-- start --

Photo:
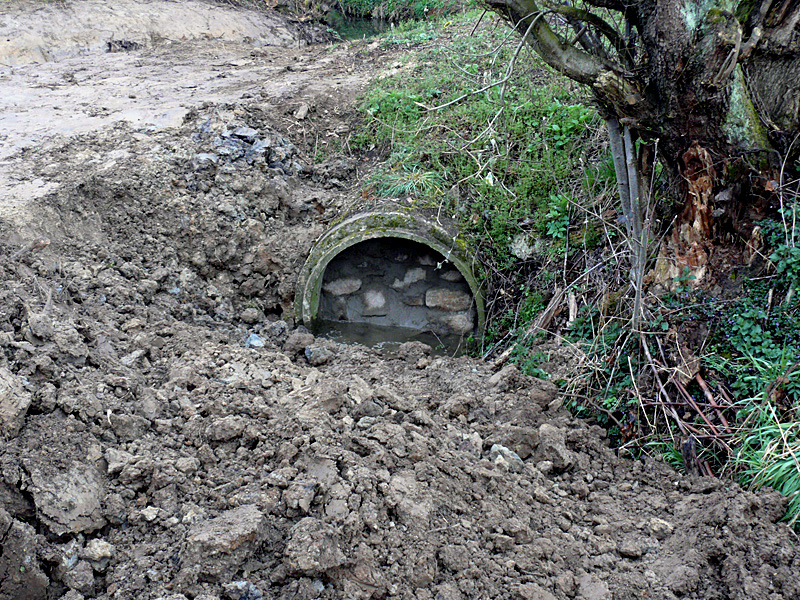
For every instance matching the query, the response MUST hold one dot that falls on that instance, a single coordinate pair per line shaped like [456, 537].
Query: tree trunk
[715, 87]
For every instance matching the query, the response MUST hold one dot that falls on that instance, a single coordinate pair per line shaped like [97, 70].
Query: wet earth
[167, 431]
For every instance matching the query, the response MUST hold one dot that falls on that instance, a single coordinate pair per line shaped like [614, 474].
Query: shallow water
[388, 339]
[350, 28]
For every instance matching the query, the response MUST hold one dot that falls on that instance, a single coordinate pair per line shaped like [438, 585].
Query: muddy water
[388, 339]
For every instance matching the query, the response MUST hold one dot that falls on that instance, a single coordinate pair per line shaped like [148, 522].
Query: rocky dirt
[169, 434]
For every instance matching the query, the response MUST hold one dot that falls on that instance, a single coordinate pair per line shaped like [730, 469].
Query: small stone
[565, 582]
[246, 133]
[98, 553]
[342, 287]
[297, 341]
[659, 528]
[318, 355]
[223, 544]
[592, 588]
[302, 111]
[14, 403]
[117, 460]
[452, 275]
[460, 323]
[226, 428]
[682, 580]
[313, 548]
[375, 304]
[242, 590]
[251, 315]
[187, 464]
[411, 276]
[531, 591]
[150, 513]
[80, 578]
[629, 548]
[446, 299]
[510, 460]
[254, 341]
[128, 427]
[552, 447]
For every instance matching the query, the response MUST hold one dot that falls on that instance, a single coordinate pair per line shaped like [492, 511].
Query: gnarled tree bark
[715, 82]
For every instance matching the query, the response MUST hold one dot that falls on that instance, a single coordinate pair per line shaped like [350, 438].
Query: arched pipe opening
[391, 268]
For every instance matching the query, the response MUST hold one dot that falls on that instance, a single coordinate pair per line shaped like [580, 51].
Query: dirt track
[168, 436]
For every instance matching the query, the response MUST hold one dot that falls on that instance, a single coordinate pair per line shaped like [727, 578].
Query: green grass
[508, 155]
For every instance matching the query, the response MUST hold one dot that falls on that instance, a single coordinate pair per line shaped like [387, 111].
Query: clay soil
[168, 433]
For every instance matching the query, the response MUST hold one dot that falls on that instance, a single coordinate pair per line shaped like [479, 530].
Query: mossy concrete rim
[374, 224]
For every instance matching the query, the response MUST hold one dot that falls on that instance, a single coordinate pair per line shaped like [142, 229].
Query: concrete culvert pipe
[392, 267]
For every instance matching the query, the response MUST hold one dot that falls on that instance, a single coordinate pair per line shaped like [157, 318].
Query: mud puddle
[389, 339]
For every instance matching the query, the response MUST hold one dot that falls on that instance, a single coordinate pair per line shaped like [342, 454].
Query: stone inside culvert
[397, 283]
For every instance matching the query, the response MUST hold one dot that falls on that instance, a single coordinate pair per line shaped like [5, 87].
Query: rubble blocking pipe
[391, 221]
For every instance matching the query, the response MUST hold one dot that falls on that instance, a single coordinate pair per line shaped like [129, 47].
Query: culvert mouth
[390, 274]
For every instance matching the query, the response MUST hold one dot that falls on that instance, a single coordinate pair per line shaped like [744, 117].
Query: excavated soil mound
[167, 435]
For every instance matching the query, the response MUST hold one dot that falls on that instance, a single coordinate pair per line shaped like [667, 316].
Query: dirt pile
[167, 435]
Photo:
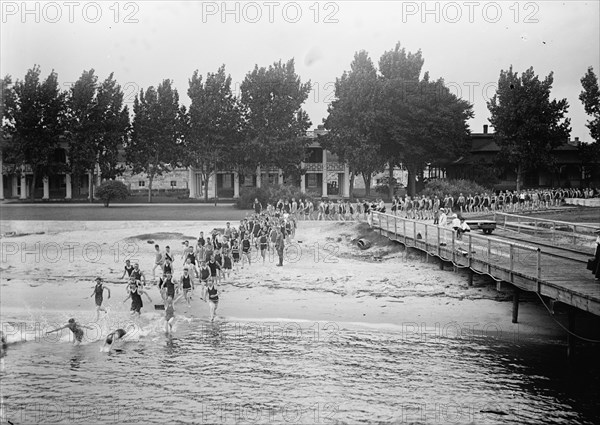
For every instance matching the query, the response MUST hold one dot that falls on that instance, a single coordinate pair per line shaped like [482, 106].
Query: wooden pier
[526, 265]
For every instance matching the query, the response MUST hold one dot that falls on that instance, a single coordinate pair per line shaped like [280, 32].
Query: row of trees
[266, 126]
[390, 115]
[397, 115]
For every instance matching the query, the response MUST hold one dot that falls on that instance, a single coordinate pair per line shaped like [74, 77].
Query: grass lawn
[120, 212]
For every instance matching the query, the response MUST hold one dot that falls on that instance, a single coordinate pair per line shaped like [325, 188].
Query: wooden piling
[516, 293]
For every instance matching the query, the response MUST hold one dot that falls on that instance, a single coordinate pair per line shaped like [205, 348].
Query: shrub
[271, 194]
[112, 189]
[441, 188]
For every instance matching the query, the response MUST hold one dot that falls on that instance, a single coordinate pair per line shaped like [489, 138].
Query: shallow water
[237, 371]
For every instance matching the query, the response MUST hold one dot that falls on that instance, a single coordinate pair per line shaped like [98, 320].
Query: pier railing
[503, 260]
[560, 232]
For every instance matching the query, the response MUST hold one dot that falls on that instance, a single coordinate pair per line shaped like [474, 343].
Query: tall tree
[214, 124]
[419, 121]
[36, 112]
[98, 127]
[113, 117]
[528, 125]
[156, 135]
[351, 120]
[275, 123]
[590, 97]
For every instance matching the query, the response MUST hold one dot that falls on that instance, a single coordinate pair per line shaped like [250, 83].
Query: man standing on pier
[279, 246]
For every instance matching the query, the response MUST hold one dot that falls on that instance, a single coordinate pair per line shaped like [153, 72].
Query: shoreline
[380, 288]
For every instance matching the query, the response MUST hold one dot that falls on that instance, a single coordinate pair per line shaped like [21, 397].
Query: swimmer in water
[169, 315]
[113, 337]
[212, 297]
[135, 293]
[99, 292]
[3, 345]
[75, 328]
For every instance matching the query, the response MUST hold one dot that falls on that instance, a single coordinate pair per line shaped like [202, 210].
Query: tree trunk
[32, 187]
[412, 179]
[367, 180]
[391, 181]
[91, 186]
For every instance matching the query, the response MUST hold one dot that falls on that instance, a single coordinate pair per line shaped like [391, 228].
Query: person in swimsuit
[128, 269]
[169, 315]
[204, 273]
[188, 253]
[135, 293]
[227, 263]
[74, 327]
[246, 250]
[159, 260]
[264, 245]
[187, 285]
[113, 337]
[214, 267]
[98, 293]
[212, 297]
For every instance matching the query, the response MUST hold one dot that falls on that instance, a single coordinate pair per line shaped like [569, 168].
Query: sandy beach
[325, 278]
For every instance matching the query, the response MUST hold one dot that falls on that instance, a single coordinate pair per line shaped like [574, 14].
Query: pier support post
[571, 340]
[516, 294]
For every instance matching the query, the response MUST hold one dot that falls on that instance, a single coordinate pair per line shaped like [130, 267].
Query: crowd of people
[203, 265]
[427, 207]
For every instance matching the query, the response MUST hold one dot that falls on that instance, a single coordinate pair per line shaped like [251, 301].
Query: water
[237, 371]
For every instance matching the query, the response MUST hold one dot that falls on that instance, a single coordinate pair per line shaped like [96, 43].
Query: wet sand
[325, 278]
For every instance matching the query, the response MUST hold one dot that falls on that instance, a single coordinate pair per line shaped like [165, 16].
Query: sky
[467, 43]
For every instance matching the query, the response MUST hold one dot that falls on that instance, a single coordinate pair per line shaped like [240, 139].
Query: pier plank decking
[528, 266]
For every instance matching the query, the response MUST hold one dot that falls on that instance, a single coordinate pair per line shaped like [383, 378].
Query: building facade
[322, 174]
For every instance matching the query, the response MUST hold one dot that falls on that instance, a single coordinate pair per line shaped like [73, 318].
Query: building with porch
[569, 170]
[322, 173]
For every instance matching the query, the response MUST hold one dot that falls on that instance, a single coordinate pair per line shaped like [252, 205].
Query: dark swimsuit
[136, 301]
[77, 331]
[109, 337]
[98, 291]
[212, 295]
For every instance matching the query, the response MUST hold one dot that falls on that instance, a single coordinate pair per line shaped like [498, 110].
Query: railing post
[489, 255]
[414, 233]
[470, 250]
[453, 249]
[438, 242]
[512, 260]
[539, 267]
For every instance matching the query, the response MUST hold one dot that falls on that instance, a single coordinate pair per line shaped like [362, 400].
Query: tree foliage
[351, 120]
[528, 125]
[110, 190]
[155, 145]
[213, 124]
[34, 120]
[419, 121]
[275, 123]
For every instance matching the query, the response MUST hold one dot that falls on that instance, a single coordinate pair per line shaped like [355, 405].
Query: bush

-- end --

Copy out again, exactly, the lines starting with the line that contains "like [252, 205]." and going on through the last line of the records.

For every instance matching the query, the response MUST hold one dot that falls on that instance, a single coordinate pair per line shaped like [252, 205].
Query: dark swimsuit
[136, 301]
[77, 331]
[109, 337]
[98, 291]
[212, 295]
For every instance matching the query, the response MUST hold one dot that falls on that instance, a single coordinate pair per line shaped like [498, 110].
Query: railing post
[489, 255]
[414, 233]
[470, 250]
[453, 249]
[438, 242]
[512, 260]
[539, 267]
For every instance matching the query, the response MUST hold one dot that falls on that instance, a single coordinate pair per line shaped like [362, 400].
Query: tree foliage
[351, 120]
[528, 125]
[110, 190]
[155, 145]
[213, 124]
[34, 120]
[419, 121]
[275, 123]
For every instance matching the query, the response MUST hold one dot that falls on that instance, a single coordinate pair per line shaped like [355, 405].
Query: bush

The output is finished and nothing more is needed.